▶ [Work instructions]
1. Answer the following questions about the worked solutions.
(a) Which ordered pairs must be added to R to make it reflexive?
(b) What is the domain of the function f(x) = √(25 – x²)?
(c) How is the function g defined in the third problem?
2. Rewrite the worked solutions between "To make R as reflexive" and "(a, c) i.e. 3.", inclusive, replacing "minimum" with "smallest".
3. List every ordered pair that belongs to the given relation R in the worked solutions, before any pairs are added.

+++ Selected text +++

Given relation, R = {(a, a), (b, c), (a, b)}

To make R as reflexive we should add (b, b) and (c, c) to R. Also, to make R as transitive we should add (a, c) to R.

Hence, the minimum number of ordered pairs to be added are (b, b), (c, c) and (a, c) i.e. 3.

**2. Let D be the domain of the real valued function f defined by f(x) = √(25 – x ^{2}). Then, write D. **

**Solution: **

Given, f(x)** = **√(25 – x^{2})

The function is defined if 25 – x^{2} ≥ 0

So, x^{2} ≤ 25

-5 ≤ x ≤ 5

Therefore, the domain of the given function is [-5, 5].

**3. Let f, g: R → R be defined by f(x) = 2x + 1 and g (x) = x ^{2} – 2, ∀ x ∈ R, respectively. Then, find g o f. **

**Solution: **

Given,

f(x) = 2x + 1 and g (x) = x^{2} – 2, ∀ x ∈ R

Thus, g o f = g (f (x))

= g (2x + 1)

+++ Raw data +++

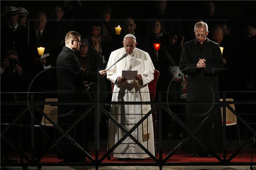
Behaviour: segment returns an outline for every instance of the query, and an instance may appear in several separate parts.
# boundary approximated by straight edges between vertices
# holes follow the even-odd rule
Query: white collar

+++

▶ [The replies]
1.
(a) (b, b) and (c, c)
(b) [-5, 5]
(c) g(x) = x² – 2, for all x ∈ R

2.
To make R as reflexive we should add (b, b) and (c, c) to R. Also, to make R as transitive we should add (a, c) to R.

Hence, the smallest number of ordered pairs to be added are (b, b), (c, c) and (a, c) i.e. 3.

3. (a, a), (b, c), (a, b)